* [Assigned task]: Give back exactly the stretch of data below from the line holding "Query: crinkled leaf surface" through the line holding "Each pair is formatted like [13, 678].", both ends included, and leave the remaining lines out.

___ Working data ___

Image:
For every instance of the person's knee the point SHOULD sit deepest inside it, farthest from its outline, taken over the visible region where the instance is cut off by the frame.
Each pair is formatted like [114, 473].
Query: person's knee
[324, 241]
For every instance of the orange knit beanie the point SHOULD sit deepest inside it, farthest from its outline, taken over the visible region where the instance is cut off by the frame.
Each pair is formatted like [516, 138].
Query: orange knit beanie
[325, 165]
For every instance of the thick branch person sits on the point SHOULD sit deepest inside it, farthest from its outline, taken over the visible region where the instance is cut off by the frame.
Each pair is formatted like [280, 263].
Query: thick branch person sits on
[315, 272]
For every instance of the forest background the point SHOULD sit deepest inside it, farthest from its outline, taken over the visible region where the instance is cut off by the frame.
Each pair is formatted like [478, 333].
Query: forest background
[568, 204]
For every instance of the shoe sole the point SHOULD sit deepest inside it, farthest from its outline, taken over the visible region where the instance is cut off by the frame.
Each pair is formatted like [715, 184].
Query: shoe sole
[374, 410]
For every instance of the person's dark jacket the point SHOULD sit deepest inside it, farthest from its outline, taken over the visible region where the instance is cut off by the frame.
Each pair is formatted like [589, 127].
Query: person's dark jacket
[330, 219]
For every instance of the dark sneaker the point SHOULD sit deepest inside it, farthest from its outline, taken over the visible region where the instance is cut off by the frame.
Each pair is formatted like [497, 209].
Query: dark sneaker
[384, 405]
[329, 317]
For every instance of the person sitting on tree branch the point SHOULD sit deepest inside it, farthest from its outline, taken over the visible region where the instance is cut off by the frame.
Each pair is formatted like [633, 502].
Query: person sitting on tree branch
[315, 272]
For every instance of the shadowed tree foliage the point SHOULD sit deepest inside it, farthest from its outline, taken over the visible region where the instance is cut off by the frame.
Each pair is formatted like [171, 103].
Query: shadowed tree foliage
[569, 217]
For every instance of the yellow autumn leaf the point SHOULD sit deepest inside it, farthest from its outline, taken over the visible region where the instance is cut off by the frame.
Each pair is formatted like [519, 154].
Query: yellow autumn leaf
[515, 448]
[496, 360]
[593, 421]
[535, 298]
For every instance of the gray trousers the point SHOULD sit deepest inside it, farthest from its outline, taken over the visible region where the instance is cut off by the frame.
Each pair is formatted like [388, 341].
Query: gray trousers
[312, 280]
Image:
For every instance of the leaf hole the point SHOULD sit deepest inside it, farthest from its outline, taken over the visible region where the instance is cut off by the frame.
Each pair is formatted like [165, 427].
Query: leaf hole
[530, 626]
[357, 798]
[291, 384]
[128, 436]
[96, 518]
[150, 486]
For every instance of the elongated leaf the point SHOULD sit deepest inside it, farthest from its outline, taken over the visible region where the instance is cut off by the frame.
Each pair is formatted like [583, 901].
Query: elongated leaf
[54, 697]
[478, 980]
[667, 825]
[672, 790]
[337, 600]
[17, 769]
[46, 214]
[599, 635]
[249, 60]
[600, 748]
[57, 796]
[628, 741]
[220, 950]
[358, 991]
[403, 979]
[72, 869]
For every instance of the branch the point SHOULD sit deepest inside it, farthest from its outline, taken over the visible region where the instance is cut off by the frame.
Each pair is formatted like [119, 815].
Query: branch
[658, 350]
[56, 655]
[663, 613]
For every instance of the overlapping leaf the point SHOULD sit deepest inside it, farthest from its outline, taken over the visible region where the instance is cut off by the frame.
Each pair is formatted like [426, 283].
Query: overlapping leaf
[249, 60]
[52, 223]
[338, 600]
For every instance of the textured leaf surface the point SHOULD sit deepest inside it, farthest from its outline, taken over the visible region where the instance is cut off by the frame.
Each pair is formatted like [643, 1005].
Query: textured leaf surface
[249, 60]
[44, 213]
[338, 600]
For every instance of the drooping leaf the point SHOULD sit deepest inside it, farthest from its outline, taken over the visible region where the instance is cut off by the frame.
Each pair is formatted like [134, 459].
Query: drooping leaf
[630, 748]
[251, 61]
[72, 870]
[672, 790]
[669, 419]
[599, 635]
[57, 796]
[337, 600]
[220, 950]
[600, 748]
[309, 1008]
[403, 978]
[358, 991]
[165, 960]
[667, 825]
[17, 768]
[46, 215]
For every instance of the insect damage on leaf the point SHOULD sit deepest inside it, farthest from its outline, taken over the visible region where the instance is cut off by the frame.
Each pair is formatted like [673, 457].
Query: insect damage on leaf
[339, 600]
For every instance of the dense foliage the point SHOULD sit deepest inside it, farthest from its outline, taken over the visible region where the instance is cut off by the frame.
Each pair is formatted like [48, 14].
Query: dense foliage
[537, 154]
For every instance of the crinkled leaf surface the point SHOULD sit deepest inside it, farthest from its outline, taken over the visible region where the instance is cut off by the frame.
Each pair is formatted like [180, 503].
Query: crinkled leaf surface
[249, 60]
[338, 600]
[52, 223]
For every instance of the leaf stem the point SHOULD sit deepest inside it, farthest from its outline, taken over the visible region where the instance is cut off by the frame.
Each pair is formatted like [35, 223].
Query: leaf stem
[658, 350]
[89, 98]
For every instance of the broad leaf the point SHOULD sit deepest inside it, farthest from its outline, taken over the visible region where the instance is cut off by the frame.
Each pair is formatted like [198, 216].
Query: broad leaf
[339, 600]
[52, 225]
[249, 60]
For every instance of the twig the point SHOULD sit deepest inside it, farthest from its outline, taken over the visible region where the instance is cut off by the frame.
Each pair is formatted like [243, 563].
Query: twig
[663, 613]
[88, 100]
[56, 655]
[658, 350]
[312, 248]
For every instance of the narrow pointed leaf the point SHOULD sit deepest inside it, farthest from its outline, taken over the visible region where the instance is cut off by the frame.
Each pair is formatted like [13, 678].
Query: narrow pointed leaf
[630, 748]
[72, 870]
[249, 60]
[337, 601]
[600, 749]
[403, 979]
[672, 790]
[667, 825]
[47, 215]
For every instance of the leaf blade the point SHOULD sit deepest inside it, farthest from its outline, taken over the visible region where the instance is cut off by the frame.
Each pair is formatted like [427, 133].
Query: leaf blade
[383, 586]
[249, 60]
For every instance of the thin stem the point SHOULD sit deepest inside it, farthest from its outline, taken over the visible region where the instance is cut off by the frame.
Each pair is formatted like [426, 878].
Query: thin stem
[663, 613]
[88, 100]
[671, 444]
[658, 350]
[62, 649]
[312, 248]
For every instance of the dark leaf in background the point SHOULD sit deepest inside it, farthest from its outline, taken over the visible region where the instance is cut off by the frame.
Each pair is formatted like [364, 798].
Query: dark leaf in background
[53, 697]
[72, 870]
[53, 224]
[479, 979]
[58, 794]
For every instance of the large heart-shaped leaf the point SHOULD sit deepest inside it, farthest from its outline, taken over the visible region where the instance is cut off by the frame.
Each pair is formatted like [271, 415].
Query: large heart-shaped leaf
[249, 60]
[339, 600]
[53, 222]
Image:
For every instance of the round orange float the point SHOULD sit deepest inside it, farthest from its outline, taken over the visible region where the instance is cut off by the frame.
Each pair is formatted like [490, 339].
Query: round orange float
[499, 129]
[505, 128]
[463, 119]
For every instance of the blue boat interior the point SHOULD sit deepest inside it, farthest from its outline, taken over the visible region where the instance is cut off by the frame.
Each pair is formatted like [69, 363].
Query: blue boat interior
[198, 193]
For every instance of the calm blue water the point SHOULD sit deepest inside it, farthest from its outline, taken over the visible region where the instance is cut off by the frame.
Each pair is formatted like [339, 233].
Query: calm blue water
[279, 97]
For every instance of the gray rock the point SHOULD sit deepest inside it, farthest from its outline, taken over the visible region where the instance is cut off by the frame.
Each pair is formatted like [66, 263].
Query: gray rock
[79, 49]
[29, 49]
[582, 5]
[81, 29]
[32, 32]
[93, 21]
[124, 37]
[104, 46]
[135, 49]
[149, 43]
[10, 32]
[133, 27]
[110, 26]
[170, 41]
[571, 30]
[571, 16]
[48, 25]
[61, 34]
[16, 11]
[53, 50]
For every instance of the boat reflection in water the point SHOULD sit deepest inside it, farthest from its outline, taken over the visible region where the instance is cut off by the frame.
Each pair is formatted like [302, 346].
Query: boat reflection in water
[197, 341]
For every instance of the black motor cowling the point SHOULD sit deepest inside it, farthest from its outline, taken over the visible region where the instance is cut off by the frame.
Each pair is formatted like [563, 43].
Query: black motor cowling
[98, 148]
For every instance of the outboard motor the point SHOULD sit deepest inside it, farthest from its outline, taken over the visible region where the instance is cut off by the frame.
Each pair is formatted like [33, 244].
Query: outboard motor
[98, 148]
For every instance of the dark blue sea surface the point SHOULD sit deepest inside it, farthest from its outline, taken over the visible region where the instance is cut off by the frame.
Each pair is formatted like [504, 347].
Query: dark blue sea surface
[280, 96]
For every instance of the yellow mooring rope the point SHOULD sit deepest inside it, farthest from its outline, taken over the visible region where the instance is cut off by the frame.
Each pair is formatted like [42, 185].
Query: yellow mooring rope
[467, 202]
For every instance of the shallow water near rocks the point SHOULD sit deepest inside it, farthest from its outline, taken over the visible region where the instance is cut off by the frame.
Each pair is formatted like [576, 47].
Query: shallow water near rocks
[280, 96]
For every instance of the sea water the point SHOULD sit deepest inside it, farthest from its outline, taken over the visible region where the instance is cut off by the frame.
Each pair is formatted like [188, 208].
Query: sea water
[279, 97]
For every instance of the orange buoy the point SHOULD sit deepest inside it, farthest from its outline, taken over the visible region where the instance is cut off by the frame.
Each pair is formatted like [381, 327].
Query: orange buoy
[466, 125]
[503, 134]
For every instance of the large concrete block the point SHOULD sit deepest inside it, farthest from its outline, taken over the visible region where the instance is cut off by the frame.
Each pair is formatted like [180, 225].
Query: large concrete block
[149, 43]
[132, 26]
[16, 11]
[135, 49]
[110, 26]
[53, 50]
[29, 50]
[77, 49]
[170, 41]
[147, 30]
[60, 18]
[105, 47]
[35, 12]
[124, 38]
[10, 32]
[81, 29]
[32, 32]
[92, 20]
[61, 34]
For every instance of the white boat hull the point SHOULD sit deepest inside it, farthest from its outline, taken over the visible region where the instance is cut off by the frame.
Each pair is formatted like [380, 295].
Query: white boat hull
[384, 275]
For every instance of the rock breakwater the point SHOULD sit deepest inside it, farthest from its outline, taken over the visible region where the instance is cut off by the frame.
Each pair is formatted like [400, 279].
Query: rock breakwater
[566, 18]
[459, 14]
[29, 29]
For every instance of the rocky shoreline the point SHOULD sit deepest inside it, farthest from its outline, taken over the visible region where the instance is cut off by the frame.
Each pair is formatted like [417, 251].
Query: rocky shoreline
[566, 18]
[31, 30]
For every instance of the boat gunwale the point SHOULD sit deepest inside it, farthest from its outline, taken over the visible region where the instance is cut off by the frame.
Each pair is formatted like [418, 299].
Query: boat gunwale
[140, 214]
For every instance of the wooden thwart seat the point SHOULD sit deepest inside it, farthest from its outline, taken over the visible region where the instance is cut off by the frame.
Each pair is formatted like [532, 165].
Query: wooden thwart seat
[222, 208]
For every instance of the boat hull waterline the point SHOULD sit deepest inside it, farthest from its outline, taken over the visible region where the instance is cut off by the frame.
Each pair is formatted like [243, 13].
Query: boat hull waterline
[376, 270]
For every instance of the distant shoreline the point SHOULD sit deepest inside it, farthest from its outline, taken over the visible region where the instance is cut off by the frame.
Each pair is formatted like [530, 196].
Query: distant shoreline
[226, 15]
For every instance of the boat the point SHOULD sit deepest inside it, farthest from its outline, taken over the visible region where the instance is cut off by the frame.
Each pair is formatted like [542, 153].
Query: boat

___

* [Problem solution]:
Query: crinkled leaf surface
[249, 60]
[338, 600]
[52, 223]
For every instance of the leaf stem the point SHOULD sit deepest inside it, farthest from its outline, taken over the visible region where the instance is cut off by the frame.
Each pair is formatted like [35, 223].
Query: leaf stem
[658, 350]
[89, 98]
For every instance of the broad leaf the point SHOULD sit deepest inside it, farthest from its outline, taken over the visible region where the instance is cut off by the frame.
Each pair is formatted like [198, 216].
Query: broad leaf
[339, 600]
[52, 225]
[249, 60]
For every instance of the twig the point SHOULD sit deepest inside it, farthest from its outline, taken over the visible region where the instance is cut off by the frame.
Each pair is formatted like [243, 563].
Query: twig
[663, 613]
[88, 100]
[56, 655]
[658, 350]
[312, 248]
For every instance of the narrow pointed leaf the point SHOULD sit deepest inside it, farthest from its outline, taken over the visible region where the instance is cut off by the frame.
Each pair is formatted like [13, 678].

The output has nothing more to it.